Format the listing below as a numbered list, leaving out any blank lines.

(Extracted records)
⟨
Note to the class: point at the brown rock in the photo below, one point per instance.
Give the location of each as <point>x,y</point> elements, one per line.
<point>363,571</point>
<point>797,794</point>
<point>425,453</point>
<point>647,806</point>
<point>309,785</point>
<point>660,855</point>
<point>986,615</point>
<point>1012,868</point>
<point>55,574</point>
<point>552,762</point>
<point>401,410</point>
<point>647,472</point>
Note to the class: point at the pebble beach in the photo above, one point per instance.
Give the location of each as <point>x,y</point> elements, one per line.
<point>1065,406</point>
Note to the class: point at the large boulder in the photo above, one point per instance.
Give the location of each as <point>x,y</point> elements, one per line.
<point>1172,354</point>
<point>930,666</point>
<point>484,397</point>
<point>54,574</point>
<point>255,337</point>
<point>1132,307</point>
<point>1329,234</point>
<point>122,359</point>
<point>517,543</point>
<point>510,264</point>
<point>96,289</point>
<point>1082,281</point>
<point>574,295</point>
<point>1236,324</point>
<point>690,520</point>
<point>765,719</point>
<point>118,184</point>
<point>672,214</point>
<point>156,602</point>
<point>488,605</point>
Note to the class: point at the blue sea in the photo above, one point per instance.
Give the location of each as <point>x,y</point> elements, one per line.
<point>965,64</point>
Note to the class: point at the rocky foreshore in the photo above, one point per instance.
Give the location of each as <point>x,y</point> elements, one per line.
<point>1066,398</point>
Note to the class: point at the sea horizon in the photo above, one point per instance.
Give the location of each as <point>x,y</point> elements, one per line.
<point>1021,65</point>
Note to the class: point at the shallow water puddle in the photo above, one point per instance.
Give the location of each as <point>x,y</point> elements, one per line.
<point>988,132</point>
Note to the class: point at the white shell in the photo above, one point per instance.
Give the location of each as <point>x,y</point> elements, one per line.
⟩
THE SOLUTION:
1. Note to the class: point at the brown rock in the photo below, one point per instance.
2. Give the location of each as <point>x,y</point> elements, one per line.
3. <point>363,571</point>
4. <point>797,794</point>
5. <point>425,453</point>
6. <point>647,806</point>
7. <point>309,785</point>
8. <point>660,855</point>
9. <point>986,615</point>
10. <point>1012,868</point>
11. <point>55,574</point>
12. <point>552,762</point>
13. <point>401,410</point>
14. <point>647,472</point>
15. Note to the class: point at the pebble beach in the photo above, one point per instance.
16. Give the location of each as <point>x,y</point> elements, one per line.
17. <point>1065,406</point>
18. Note to the class: point at the large boulder in the photo above, one point per instance.
19. Give the location of each as <point>x,y</point> elements, one per line.
20. <point>1172,354</point>
21. <point>930,666</point>
22. <point>484,397</point>
23. <point>54,574</point>
24. <point>255,337</point>
25. <point>1132,307</point>
26. <point>1329,234</point>
27. <point>122,359</point>
28. <point>517,543</point>
29. <point>510,264</point>
30. <point>96,289</point>
31. <point>1082,281</point>
32. <point>574,295</point>
33. <point>1236,324</point>
34. <point>690,520</point>
35. <point>765,719</point>
36. <point>118,184</point>
37. <point>672,214</point>
38. <point>156,602</point>
39. <point>488,605</point>
40. Note to the class: point at the blue sea in the photo above, one point per instance.
41. Give the location of each as <point>x,y</point> elements, one per line.
42. <point>965,64</point>
43. Note to the class: point at the rocky foreshore in the photo above, one point per instance.
44. Give the location of each as <point>x,y</point> elements, one per line.
45. <point>1066,398</point>
46. Note to the class: point at the sea horizon in the photo above, one point per instance.
47. Give the location of each as <point>x,y</point> elements, one per line.
48. <point>1021,65</point>
49. Note to the class: point at the shallow water puddle in the photo above, one point per instance.
50. Give the location of each as <point>x,y</point> elements, one per line.
51. <point>988,132</point>
52. Note to the class: point at the white shell in the photo above, one point per instance.
53. Give the location of each as <point>x,y</point> elements, one per line.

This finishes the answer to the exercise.